Given exercise → Beginning at the line containing "Where can you see the tree canopy" and continuing to the end of the records below, give each line again exactly as it stands, and only those lines.

+-------+

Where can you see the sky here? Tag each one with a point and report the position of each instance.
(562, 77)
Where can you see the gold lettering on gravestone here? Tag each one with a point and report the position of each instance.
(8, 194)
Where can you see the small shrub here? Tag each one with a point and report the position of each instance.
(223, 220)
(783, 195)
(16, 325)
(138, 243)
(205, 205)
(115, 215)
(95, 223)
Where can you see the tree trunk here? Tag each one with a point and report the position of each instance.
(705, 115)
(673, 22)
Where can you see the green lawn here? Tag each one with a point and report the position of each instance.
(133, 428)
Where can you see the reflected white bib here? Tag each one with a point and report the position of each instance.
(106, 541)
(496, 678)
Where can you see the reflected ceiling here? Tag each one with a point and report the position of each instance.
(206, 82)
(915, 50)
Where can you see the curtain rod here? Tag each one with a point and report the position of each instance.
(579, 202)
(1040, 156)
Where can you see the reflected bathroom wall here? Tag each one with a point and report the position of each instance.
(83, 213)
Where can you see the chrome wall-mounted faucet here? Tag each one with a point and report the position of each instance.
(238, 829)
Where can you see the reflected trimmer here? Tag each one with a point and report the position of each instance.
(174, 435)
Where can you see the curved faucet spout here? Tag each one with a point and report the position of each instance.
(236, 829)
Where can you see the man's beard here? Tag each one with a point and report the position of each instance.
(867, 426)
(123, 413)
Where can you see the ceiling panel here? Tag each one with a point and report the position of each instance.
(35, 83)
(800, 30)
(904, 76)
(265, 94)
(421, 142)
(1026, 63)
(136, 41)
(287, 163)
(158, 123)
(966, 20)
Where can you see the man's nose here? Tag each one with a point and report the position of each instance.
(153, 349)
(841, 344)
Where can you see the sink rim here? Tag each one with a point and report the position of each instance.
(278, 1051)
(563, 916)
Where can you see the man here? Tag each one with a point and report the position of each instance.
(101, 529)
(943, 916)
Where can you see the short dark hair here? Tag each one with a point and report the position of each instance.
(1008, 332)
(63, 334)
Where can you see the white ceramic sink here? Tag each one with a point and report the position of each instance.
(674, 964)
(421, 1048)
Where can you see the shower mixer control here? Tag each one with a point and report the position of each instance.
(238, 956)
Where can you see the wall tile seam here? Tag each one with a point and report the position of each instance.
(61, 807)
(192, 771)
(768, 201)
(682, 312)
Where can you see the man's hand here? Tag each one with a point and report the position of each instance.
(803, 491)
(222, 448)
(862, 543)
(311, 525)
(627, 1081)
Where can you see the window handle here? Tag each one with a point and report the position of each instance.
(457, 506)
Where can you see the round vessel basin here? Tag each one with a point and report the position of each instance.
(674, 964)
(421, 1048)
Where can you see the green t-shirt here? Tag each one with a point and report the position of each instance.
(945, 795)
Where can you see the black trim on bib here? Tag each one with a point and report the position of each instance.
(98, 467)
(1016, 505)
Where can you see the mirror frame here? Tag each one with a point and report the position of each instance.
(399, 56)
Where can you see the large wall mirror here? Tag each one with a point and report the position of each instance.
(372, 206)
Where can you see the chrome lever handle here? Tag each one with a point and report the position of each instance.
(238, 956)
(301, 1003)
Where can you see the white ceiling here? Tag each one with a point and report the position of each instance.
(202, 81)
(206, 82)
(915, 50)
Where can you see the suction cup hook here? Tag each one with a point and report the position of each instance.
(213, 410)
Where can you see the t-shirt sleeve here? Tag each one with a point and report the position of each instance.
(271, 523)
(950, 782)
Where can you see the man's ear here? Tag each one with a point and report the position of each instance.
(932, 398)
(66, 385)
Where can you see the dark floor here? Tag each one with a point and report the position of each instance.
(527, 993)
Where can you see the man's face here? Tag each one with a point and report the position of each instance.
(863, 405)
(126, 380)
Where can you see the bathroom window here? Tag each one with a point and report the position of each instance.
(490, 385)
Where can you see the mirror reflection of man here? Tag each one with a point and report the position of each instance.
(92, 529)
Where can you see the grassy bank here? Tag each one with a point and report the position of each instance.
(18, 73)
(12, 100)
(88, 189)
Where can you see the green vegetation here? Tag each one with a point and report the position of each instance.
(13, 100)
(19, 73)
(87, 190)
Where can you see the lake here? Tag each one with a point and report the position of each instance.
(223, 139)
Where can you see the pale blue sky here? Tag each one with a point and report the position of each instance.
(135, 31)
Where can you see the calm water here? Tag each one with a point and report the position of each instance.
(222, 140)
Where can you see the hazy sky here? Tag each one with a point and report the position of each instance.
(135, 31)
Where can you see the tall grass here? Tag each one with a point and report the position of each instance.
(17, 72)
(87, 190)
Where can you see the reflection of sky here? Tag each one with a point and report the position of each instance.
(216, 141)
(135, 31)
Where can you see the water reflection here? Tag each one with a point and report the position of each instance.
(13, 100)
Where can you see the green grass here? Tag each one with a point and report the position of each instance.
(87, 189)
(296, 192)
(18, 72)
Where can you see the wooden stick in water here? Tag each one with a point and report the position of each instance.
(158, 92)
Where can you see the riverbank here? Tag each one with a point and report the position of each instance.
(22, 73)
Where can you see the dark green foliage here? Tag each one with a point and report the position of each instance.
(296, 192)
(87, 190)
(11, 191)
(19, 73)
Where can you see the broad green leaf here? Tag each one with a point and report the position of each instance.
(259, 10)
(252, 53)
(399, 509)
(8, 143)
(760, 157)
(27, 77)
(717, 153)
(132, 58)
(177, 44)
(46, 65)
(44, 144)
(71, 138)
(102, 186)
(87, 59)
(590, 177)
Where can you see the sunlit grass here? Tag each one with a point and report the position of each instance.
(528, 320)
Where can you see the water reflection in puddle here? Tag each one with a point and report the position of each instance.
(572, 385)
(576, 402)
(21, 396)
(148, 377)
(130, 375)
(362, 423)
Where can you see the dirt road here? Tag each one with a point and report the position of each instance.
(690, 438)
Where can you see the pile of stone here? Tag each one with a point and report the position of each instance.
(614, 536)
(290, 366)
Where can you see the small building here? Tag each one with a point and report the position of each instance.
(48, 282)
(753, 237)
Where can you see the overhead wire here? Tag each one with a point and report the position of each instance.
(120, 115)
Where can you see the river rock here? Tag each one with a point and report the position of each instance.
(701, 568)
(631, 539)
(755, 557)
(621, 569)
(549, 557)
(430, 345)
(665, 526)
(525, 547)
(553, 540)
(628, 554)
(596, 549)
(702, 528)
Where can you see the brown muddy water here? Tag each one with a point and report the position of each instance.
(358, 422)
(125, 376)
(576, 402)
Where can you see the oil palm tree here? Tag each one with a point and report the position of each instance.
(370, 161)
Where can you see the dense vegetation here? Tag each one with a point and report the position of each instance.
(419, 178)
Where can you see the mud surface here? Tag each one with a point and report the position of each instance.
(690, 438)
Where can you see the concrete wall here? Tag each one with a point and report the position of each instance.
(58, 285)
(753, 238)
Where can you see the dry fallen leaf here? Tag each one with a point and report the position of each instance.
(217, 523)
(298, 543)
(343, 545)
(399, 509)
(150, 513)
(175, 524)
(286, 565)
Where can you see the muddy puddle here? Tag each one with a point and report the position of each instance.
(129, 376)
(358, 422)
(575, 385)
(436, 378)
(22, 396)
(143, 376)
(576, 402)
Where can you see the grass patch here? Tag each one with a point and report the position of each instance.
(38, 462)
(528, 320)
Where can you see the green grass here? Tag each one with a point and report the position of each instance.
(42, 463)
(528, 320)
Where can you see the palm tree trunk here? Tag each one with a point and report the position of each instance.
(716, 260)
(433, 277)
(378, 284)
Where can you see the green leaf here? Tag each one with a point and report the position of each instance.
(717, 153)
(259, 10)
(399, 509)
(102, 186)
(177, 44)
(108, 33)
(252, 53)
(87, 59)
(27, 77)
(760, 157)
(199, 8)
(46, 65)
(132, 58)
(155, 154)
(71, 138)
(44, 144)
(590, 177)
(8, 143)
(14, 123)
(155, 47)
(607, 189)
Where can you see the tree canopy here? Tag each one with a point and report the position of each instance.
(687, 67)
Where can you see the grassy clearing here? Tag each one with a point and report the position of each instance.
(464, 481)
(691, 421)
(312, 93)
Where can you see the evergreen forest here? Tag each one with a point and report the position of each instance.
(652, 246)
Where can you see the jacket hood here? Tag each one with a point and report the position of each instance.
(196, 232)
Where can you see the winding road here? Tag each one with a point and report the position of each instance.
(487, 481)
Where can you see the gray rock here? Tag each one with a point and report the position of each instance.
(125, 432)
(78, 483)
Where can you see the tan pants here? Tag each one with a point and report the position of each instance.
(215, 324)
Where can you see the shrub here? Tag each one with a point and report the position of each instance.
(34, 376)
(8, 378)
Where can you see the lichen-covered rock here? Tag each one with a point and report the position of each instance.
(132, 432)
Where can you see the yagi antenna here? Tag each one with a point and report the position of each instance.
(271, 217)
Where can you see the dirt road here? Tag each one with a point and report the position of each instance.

+-------+

Output below →
Where can you see the tree canopy here? Tag each one with a point and report the position of each instance.
(687, 67)
Where can you see the grassy clearing here? Tag each one with a point and report the position of each instance.
(464, 481)
(691, 421)
(312, 93)
Where can you see the evergreen forest here? Tag each one with a point and report the position of each instance.
(652, 246)
Where can you see the jacket hood here? Tag each one with a point and report the position of each instance.
(196, 232)
Where can you see the winding road here? Tag each one with a point and report the position of each instance.
(487, 481)
Where can you see the gray rock here? Tag each one with a point and report the position of each instance.
(125, 432)
(78, 483)
Where can you see the tan pants here? Tag each one with a point and report the position of each instance.
(215, 324)
Where can you see the shrub here? Tag each one with a point and report the position of each instance.
(34, 376)
(8, 378)
Where can you see the lichen-covered rock here? Tag each one with a point and report the position of each instance.
(132, 432)
Where can you see the yagi antenna here? Tag each one with a point and report the position of each instance.
(271, 217)
Where can you see the dirt road here? Tag each one with a point and report the position of each instance.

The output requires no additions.